QUOTED PASSAGE
++++++++

From our first meetings with John and Scott, we have been highly impressed by their focus on winning as a team, their strategic approach to positioning for projects, their track record of safe execution, their well-earned reputation for project excellence, and their culture of integrity. I'm excited to welcome John, Scott, and the entire McAmis team, whose culture, values, leadership, and track record of execution align strongly with our organization. Together, this combination creates a strong platform to drive sustainable growth and long-term value creation for Orion stakeholders. I'll now pass it over to Allison to cover the financial details. Allison?
Thank you, Travis, and thanks everyone on the call for joining this morning. I share Travis's enthusiasm for this acquisition, which represents a very natural extension to our strategy, and further strengthens our financial and operating platform. Purchase consideration of $60 million, subject to customary adjustments, includes $46 million of cash, net of cash acquired, a $12 million 5-year, 6% subordinated promissory note, and $2 million of Orion common equity. Additional $2 million of Orion common equity. Additional consideration is contingent on realizing at least $10 million of profit on projects and backlog, plus a 40% profit share on any additional backlog profit and selected near-term pursuits. As Travis mentioned, this acquisition accelerates our path to scale. With specialized technical expertise, McAmis has grown attractively while expanding margins and maintaining a very strong balance sheet.
With a $40 million historical revenue run rate and margins consistently above 20% and healthy backlog, McAmis is set up nicely to contribute to Orion's growth and profitability. We plan to provide full-year consolidated 2026 guidance for Orion, inclusive of McAmis, when we report our full year and fourth quarter 2025 results next month. McAmis fits nicely into our M&A framework and our disciplined approach to target high quality, culturally aligned businesses that add capabilities, people, equipment, or geographic reach. McAmis delivers in all of those categories. We funded cash at closing of $46 million with borrowings under our new credit facility. That includes a $40 million acquisition term loan and $6 million of borrowings under our revolver. All borrowings bear interest at a rate of SOFR + 2.75% and mature in 2030.
We expect our leverage ratios will be very much in line with our goal of maintaining responsible leverage that gives optionality to pursue our long-term growth strategy. I'm thrilled to welcome John, Scott, and the McAmis team to Orion, and look forward to building on our momentum together to pursue the exciting opportunities ahead. Back to you, Travis.

++++++++

EXCERPTED DATA
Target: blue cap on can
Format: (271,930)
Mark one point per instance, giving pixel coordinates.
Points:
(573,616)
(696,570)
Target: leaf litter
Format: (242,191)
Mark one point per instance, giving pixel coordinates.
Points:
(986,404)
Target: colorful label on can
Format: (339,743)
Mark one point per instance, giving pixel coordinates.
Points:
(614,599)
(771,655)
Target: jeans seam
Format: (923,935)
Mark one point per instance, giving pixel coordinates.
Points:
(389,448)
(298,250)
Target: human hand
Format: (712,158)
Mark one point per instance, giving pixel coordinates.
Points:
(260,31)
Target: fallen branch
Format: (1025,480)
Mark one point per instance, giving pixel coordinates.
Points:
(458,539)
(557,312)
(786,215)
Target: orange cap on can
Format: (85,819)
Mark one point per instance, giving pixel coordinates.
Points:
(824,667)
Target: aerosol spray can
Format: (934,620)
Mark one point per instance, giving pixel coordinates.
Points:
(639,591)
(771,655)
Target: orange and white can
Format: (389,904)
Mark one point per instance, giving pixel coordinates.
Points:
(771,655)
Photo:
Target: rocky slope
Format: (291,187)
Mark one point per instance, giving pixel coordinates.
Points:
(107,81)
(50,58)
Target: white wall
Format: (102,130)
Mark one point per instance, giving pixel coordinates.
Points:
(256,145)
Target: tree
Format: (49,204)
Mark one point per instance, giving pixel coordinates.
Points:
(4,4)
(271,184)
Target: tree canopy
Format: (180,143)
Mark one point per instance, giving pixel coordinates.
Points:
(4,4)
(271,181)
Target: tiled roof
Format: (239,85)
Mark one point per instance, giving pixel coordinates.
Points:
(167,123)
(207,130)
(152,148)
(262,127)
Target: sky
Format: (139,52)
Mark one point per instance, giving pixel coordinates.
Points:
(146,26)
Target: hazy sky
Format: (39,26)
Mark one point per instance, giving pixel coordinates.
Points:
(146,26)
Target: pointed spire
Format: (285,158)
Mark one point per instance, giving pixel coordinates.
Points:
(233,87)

++++++++

TO DO
(a) In the McAmis acquisition remarks, what interest rate do the borrowings under the new credit facility bear?
(b) Print the part of the McAmis acquisition remarks starting with "With a $40 million" and going on through "mature in 2030.".
(c) Proceed with the McAmis acquisition remarks from the point where they stop.

EXERCISE ANSWERS
(a) SOFR + 2.75%

(b)
With a $40 million historical revenue run rate and margins consistently above 20% and healthy backlog, McAmis is set up nicely to contribute to Orion's growth and profitability. We plan to provide full-year consolidated 2026 guidance for Orion, inclusive of McAmis, when we report our full year and fourth quarter 2025 results next month. McAmis fits nicely into our M&A framework and our disciplined approach to target high quality, culturally aligned businesses that add capabilities, people, equipment, or geographic reach. McAmis delivers in all of those categories. We funded cash at closing of $46 million with borrowings under our new credit facility. That includes a $40 million acquisition term loan and $6 million of borrowings under our revolver. All borrowings bear interest at a rate of SOFR + 2.75% and mature in 2030.

(c)
In closing, the acquisition of J.E. McAmis is an excellent strategic fit that strengthens our platform and supports our goal of driving increased profitable growth. We're enhancing our jetty and breakwater construction capabilities, adding exceptional talent, widening our West Coast presence, and bolstering our marine fleet. As we execute our strategy to be the leading specialty construction contractor on, over, and under the water, we see strong momentum across the business and are excited to work with our new team members. We will continue to consider future accretive acquisition opportunities and weigh those against other opportunities to deploy capital for organic growth or return to our shareholders. We thank our people for delivering predictable excellence every day and look forward to sharing our progress on our fourth quarter earnings call. I'd now like to open up the call for questions. Operator?
Thank you. We will now begin the question-and-answer session. To ask a question, you may press star, then one on your touchtone phone. If you are using a speakerphone, please pick up your handset before pressing the keys. If at any time your question has been addressed and you would like to withdraw your question, please press star then two. The first question comes from Aaron Spychala from Craig-Hallum. Please go ahead.
Yeah, good morning, Travis and Allison. Thanks for taking the questions. You know, maybe first for us, on the $1.4 billion pipeline, can you just talk about how that's kind of grown here recently? You know, any breakdown on project sizes or types, geography, and then just, you know, the optimism on closing some of those opportunities as we move forward?
Sure. That—and just to be clear, that $1.4 billion pipeline is kind of the McAmis opportunity pipeline, and it doesn't—where it doesn't cross over with any Orion opportunities. So that's a sort of new piece of pipeline that we have now, right? Just to clarify that piece. As far as what it is, it's generally projects in the Pacific Northwest that are kind of jetty-focused or rockwork type focused. And it's similar to our pipeline, let's say, work over the next 2-3 years, roughly.
...Okay, good. Thanks for the clarification on that. Seems like, you know, nicely additive. And then just maybe last on the fleet. Can you just kind of talk about McAmis's fleet and just what it means, you know, what it adds to yours, number-wise, kind of capability-wise? That'd be great.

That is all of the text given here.